Dataset rows on where objects are located:
>> begin
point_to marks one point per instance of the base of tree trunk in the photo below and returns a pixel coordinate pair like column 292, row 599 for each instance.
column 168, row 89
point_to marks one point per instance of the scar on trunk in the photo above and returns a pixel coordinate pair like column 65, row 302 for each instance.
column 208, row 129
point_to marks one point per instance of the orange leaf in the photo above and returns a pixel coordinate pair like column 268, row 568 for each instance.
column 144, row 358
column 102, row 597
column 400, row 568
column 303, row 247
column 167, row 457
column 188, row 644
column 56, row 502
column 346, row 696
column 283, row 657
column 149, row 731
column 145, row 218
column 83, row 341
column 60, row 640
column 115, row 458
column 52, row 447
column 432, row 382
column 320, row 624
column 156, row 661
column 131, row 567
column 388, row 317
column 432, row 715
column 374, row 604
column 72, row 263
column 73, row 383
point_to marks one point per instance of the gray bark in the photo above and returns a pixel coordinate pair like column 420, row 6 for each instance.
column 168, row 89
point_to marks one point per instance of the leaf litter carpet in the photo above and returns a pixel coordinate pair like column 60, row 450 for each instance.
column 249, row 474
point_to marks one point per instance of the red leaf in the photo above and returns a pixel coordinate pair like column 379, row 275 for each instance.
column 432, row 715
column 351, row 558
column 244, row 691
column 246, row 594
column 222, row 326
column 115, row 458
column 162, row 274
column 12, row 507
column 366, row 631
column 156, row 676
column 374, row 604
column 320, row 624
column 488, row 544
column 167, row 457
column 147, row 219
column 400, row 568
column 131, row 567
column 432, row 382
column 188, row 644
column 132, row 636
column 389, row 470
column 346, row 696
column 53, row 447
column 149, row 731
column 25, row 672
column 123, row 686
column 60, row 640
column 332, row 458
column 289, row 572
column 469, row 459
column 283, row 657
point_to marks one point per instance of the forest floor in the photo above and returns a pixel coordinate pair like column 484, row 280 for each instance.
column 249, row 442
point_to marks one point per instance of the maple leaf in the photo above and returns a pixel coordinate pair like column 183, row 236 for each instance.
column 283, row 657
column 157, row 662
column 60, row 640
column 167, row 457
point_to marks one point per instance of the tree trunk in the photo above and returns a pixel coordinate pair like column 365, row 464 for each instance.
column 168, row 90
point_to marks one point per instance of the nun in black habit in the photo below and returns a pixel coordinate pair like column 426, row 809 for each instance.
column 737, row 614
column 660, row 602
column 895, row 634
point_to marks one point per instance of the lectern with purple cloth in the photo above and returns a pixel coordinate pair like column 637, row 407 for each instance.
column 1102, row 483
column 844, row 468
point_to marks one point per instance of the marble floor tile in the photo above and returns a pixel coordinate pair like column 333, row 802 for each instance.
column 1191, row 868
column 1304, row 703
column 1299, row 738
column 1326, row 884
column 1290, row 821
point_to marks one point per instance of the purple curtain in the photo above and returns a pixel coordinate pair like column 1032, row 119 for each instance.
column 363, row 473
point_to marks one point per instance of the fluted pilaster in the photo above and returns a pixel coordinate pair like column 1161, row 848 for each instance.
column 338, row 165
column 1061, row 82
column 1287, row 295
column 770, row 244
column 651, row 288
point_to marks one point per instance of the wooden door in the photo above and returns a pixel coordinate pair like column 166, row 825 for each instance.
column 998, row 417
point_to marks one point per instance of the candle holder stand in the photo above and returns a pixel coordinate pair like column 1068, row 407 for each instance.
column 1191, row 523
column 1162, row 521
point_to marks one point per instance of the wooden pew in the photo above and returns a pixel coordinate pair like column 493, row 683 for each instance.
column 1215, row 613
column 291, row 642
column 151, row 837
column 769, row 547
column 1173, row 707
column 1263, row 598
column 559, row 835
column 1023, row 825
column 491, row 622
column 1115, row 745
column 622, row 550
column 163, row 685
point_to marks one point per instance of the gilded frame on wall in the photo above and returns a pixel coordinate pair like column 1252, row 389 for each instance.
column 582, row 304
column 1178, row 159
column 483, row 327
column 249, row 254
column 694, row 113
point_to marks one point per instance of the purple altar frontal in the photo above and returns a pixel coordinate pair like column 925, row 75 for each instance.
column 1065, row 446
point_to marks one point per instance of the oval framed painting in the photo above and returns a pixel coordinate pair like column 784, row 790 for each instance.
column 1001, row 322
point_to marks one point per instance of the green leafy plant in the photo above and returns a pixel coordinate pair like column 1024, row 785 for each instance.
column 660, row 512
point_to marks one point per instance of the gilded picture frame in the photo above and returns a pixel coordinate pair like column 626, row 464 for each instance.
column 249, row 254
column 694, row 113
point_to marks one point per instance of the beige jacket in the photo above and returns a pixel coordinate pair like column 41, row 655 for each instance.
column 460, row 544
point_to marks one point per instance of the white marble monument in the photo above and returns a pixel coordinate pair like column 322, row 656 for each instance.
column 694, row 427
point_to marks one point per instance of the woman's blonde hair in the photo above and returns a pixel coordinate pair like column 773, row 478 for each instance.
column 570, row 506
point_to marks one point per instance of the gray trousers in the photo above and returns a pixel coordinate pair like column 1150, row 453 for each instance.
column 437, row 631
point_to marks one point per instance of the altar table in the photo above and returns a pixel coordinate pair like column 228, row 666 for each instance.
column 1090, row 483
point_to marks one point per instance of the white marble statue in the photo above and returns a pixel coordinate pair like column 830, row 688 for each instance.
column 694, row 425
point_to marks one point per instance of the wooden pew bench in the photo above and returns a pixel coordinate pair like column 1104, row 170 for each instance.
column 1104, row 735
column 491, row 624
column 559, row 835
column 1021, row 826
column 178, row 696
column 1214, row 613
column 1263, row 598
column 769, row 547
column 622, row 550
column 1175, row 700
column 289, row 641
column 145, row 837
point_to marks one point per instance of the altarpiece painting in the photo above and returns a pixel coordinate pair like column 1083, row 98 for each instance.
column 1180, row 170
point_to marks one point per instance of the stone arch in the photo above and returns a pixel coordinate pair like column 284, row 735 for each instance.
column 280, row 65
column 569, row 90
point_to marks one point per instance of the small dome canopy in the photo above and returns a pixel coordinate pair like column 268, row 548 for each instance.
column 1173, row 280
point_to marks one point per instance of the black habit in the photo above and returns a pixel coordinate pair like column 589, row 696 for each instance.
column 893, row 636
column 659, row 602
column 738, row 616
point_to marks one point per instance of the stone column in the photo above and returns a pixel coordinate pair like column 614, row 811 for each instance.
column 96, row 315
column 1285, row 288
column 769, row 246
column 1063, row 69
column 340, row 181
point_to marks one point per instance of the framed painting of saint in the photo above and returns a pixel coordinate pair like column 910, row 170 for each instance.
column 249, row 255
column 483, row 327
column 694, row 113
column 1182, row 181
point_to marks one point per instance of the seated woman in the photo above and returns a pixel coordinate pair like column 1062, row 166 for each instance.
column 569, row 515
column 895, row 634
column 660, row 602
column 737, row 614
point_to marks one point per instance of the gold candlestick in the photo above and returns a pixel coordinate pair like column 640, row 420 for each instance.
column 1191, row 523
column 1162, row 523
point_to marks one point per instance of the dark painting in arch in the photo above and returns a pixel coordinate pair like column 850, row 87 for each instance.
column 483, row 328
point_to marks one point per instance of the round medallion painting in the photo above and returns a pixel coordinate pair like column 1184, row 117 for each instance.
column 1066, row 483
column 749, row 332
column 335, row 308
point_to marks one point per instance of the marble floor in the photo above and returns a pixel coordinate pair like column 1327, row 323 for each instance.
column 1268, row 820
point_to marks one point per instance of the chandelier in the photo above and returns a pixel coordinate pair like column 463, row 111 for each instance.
>> end
**Task brief**
Render the listing above as a Markdown table with the columns Row and Line. Give each line its row number in order and leave out blank lines.

**Task response**
| Row | Line |
|---|---|
| 1 | point_to marks one point per instance of the base of tree trunk in the photo below and returns a pixel coordinate pair like column 292, row 599 for each instance. |
| 2 | column 168, row 89 |
| 3 | point_to marks one point per instance of the scar on trunk in the photo above and returns a pixel coordinate pair like column 65, row 302 for each instance. |
| 4 | column 208, row 129 |
| 5 | point_to marks one point per instance of the orange leaf in the photo above and returns a pixel coordinate pair like column 268, row 568 for each instance. |
| 6 | column 144, row 358 |
| 7 | column 102, row 597 |
| 8 | column 400, row 568 |
| 9 | column 303, row 247 |
| 10 | column 167, row 457 |
| 11 | column 188, row 644 |
| 12 | column 56, row 502 |
| 13 | column 346, row 696 |
| 14 | column 283, row 657 |
| 15 | column 149, row 731 |
| 16 | column 145, row 218 |
| 17 | column 83, row 341 |
| 18 | column 60, row 640 |
| 19 | column 115, row 458 |
| 20 | column 52, row 447 |
| 21 | column 432, row 382 |
| 22 | column 320, row 624 |
| 23 | column 156, row 661 |
| 24 | column 131, row 567 |
| 25 | column 388, row 317 |
| 26 | column 432, row 715 |
| 27 | column 374, row 604 |
| 28 | column 72, row 263 |
| 29 | column 73, row 383 |
| 30 | point_to marks one point per instance of the gray bark in the photo above and returns a pixel coordinate pair like column 420, row 6 for each instance. |
| 31 | column 168, row 89 |
| 32 | point_to marks one point per instance of the leaf litter carpet in the photo above and returns a pixel coordinate pair like column 60, row 450 for each instance. |
| 33 | column 249, row 474 |
| 34 | point_to marks one point per instance of the red leaf in the photo above and returns a pixel coordinate pair like column 379, row 275 for each instance. |
| 35 | column 432, row 715 |
| 36 | column 351, row 558 |
| 37 | column 244, row 691 |
| 38 | column 246, row 594 |
| 39 | column 222, row 326 |
| 40 | column 115, row 458 |
| 41 | column 162, row 274 |
| 42 | column 12, row 507 |
| 43 | column 366, row 631 |
| 44 | column 156, row 676 |
| 45 | column 374, row 604 |
| 46 | column 320, row 624 |
| 47 | column 488, row 544 |
| 48 | column 167, row 457 |
| 49 | column 147, row 219 |
| 50 | column 400, row 568 |
| 51 | column 131, row 567 |
| 52 | column 432, row 382 |
| 53 | column 188, row 644 |
| 54 | column 132, row 636 |
| 55 | column 389, row 470 |
| 56 | column 346, row 696 |
| 57 | column 53, row 447 |
| 58 | column 149, row 731 |
| 59 | column 25, row 672 |
| 60 | column 123, row 686 |
| 61 | column 60, row 640 |
| 62 | column 332, row 458 |
| 63 | column 289, row 572 |
| 64 | column 469, row 459 |
| 65 | column 283, row 657 |
| 66 | point_to marks one point per instance of the forest floor in the photo above and returns a pixel coordinate pair like column 484, row 280 for each instance. |
| 67 | column 249, row 442 |
| 68 | point_to marks one point per instance of the maple leaf in the photo above and returns a pixel coordinate pair like column 183, row 236 for each instance. |
| 69 | column 283, row 657 |
| 70 | column 157, row 662 |
| 71 | column 60, row 640 |
| 72 | column 167, row 457 |
| 73 | point_to marks one point per instance of the tree trunk in the photo above and returns a pixel coordinate pair like column 365, row 464 for each instance. |
| 74 | column 168, row 90 |
| 75 | point_to marks one point per instance of the nun in black habit in the photo below and returns a pixel coordinate pair like column 426, row 809 for each instance. |
| 76 | column 737, row 614 |
| 77 | column 660, row 602 |
| 78 | column 895, row 634 |
| 79 | point_to marks one point per instance of the lectern with purple cloth in the photo above and returns a pixel coordinate pair like column 637, row 407 for each instance. |
| 80 | column 1102, row 483 |
| 81 | column 844, row 468 |
| 82 | point_to marks one point per instance of the marble floor tile in the photo above and returns a pixel coordinate pair like column 333, row 802 for each instance. |
| 83 | column 1191, row 868 |
| 84 | column 1304, row 703 |
| 85 | column 1299, row 738 |
| 86 | column 1326, row 884 |
| 87 | column 1290, row 821 |
| 88 | point_to marks one point per instance of the purple curtain in the photo above and returns a pixel coordinate pair like column 1032, row 119 for each instance. |
| 89 | column 363, row 473 |
| 90 | point_to marks one point per instance of the fluted pilaster in the photo above and returns a pixel coordinate pair like column 1161, row 848 for each instance. |
| 91 | column 338, row 165 |
| 92 | column 1061, row 82 |
| 93 | column 1287, row 295 |
| 94 | column 770, row 244 |
| 95 | column 651, row 288 |
| 96 | point_to marks one point per instance of the wooden door in the photo above and returns a pixel coordinate pair like column 166, row 825 for each instance. |
| 97 | column 998, row 417 |
| 98 | point_to marks one point per instance of the candle holder stand in the photo above and returns a pixel coordinate pair like column 1068, row 407 for each instance. |
| 99 | column 1191, row 523 |
| 100 | column 1162, row 521 |
| 101 | point_to marks one point per instance of the wooden pew in the photo above and returns a pixel coordinate pair like column 493, row 683 for each instance. |
| 102 | column 1215, row 613 |
| 103 | column 291, row 642 |
| 104 | column 151, row 837 |
| 105 | column 769, row 547 |
| 106 | column 1173, row 707 |
| 107 | column 1263, row 598 |
| 108 | column 559, row 835 |
| 109 | column 1023, row 825 |
| 110 | column 491, row 622 |
| 111 | column 1115, row 745 |
| 112 | column 622, row 550 |
| 113 | column 163, row 685 |
| 114 | point_to marks one point per instance of the gilded frame on wall in the photo above and returns a pixel coordinate pair like column 1252, row 389 for each instance. |
| 115 | column 582, row 304 |
| 116 | column 1178, row 159 |
| 117 | column 483, row 327 |
| 118 | column 249, row 254 |
| 119 | column 694, row 113 |
| 120 | point_to marks one point per instance of the purple altar frontal in the photo above and returns a pixel coordinate pair like column 925, row 75 for each instance. |
| 121 | column 1065, row 446 |
| 122 | point_to marks one point per instance of the oval framed painting in the photo above and returns a pixel coordinate pair like column 784, row 790 for each instance. |
| 123 | column 1001, row 322 |
| 124 | point_to marks one point per instance of the green leafy plant in the photo above and returns a pixel coordinate pair like column 1024, row 785 for each instance. |
| 125 | column 660, row 512 |
| 126 | point_to marks one point per instance of the gilded picture frame in the photo above and returns a pixel coordinate pair like column 626, row 464 for each instance. |
| 127 | column 249, row 254 |
| 128 | column 694, row 113 |
| 129 | point_to marks one point per instance of the beige jacket in the photo above and returns a pixel coordinate pair like column 41, row 655 for each instance. |
| 130 | column 460, row 544 |
| 131 | point_to marks one point per instance of the white marble monument in the photo above and returns a pixel coordinate pair like column 322, row 656 for each instance. |
| 132 | column 694, row 427 |
| 133 | point_to marks one point per instance of the woman's blonde hair in the photo above and returns a pixel coordinate pair like column 773, row 478 for each instance. |
| 134 | column 570, row 506 |
| 135 | point_to marks one point per instance of the gray trousers in the photo above and returns a pixel coordinate pair like column 1150, row 453 for each instance. |
| 136 | column 437, row 631 |
| 137 | point_to marks one point per instance of the altar table in the photo above and returns a pixel coordinate pair like column 228, row 666 for each instance. |
| 138 | column 1090, row 483 |
| 139 | point_to marks one point per instance of the white marble statue in the photo above and returns a pixel coordinate pair like column 830, row 688 for each instance. |
| 140 | column 694, row 425 |
| 141 | point_to marks one point per instance of the wooden pew bench in the photo above and returns a pixel coordinate pair like column 1104, row 170 for each instance. |
| 142 | column 1104, row 735 |
| 143 | column 491, row 624 |
| 144 | column 559, row 835 |
| 145 | column 1021, row 826 |
| 146 | column 178, row 696 |
| 147 | column 1214, row 613 |
| 148 | column 1263, row 598 |
| 149 | column 769, row 547 |
| 150 | column 622, row 550 |
| 151 | column 1175, row 700 |
| 152 | column 289, row 641 |
| 153 | column 145, row 837 |
| 154 | point_to marks one point per instance of the altarpiece painting in the photo above and returns a pixel coordinate pair like column 1083, row 98 for each instance. |
| 155 | column 1180, row 170 |
| 156 | point_to marks one point per instance of the stone arch in the photo above and returns a pixel coordinate pair like column 284, row 735 for each instance. |
| 157 | column 280, row 65 |
| 158 | column 569, row 90 |
| 159 | point_to marks one point per instance of the small dome canopy in the photo above and returns a pixel coordinate pair like column 268, row 548 for each instance. |
| 160 | column 1173, row 280 |
| 161 | point_to marks one point per instance of the black habit in the photo above and returns a pixel coordinate pair like column 589, row 696 for each instance. |
| 162 | column 893, row 636 |
| 163 | column 659, row 602 |
| 164 | column 738, row 616 |
| 165 | point_to marks one point per instance of the stone column in the photo above and returns a pixel coordinate pair like column 614, row 811 for each instance. |
| 166 | column 96, row 315 |
| 167 | column 1285, row 288 |
| 168 | column 769, row 246 |
| 169 | column 1063, row 69 |
| 170 | column 340, row 181 |
| 171 | point_to marks one point per instance of the framed painting of saint in the photo above and returns a pixel coordinate pair like column 910, row 170 for each instance. |
| 172 | column 249, row 255 |
| 173 | column 483, row 327 |
| 174 | column 694, row 113 |
| 175 | column 1182, row 181 |
| 176 | point_to marks one point per instance of the seated woman in the photo above and returns a pixel coordinate pair like column 1062, row 166 for each instance. |
| 177 | column 569, row 515 |
| 178 | column 895, row 634 |
| 179 | column 660, row 602 |
| 180 | column 737, row 614 |
| 181 | point_to marks one point per instance of the gold candlestick in the photo above and returns a pixel coordinate pair like column 640, row 420 for each instance. |
| 182 | column 1191, row 523 |
| 183 | column 1162, row 523 |
| 184 | point_to marks one point per instance of the dark painting in arch in the photo above and returns a pixel coordinate pair like column 850, row 87 for each instance. |
| 185 | column 483, row 328 |
| 186 | point_to marks one point per instance of the round medallion painting in the photo above and returns a pixel coordinate pair like column 1184, row 117 for each instance. |
| 187 | column 1066, row 483 |
| 188 | column 749, row 332 |
| 189 | column 335, row 308 |
| 190 | point_to marks one point per instance of the marble floor in the photo above and returns a pixel coordinate pair like column 1327, row 323 for each instance. |
| 191 | column 1268, row 820 |
| 192 | point_to marks one point per instance of the chandelier in the photo above and returns a pixel coordinate pair like column 463, row 111 for each instance. |